• [Task instructions] Using the records below, give the number of lines where the string "this" shows up. Add nothing to it.

• [Source material]
• • • • •
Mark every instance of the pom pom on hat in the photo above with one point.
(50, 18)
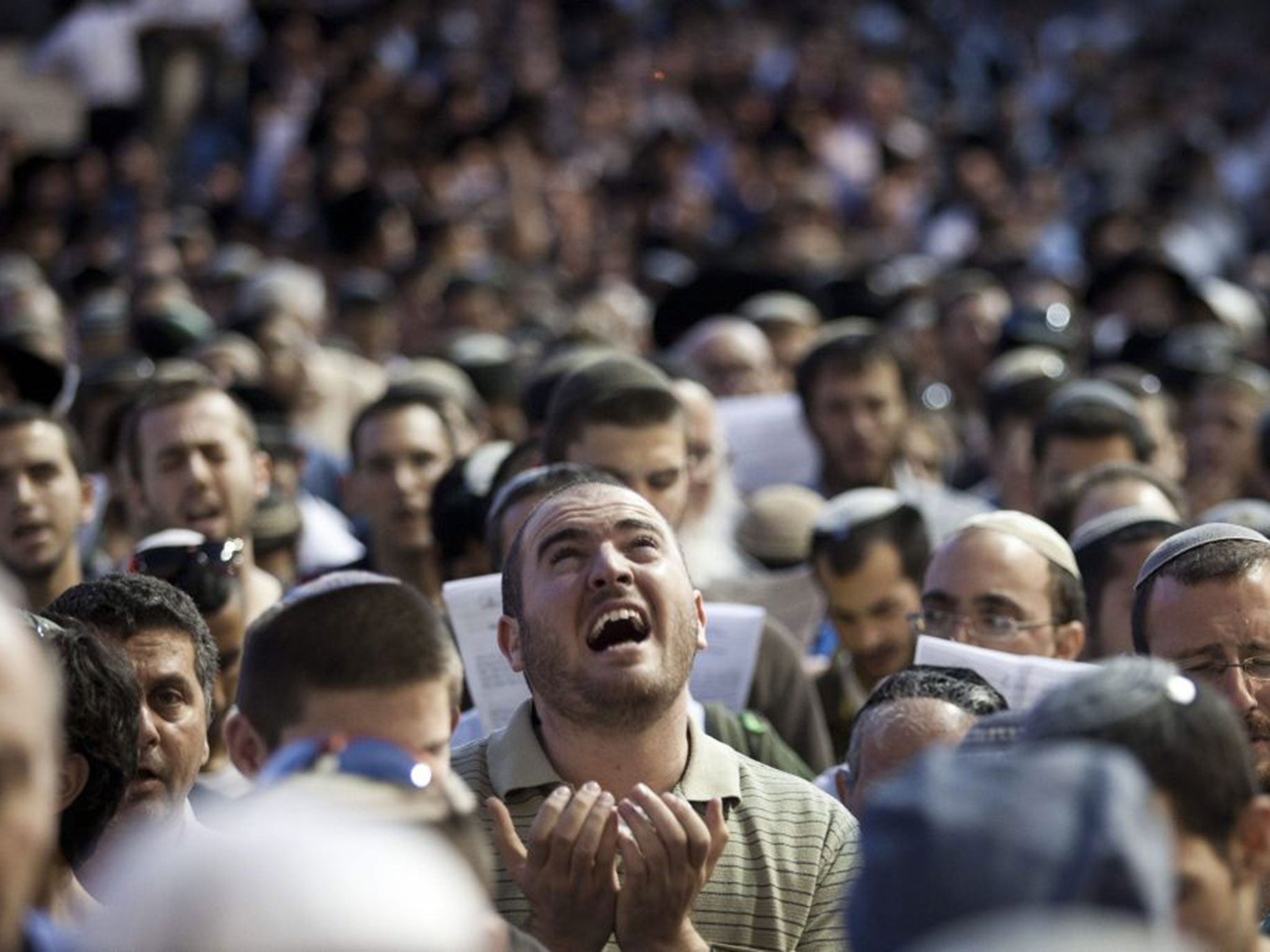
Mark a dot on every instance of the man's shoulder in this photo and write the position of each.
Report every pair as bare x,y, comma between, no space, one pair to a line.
• • • • •
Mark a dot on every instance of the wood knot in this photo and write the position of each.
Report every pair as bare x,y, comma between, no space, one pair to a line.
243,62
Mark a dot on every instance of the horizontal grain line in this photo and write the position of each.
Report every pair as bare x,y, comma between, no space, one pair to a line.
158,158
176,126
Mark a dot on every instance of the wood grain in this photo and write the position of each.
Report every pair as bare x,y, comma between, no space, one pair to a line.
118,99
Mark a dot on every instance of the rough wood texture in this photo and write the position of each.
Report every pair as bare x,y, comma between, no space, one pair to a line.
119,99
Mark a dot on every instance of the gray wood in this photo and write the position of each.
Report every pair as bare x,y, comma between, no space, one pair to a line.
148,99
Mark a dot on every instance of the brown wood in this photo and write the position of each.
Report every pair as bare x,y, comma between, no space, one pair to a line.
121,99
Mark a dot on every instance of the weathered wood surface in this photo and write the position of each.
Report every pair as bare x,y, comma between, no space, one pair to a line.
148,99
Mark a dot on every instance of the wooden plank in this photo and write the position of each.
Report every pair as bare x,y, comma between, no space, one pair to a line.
• • • • •
• [Exercise result] 9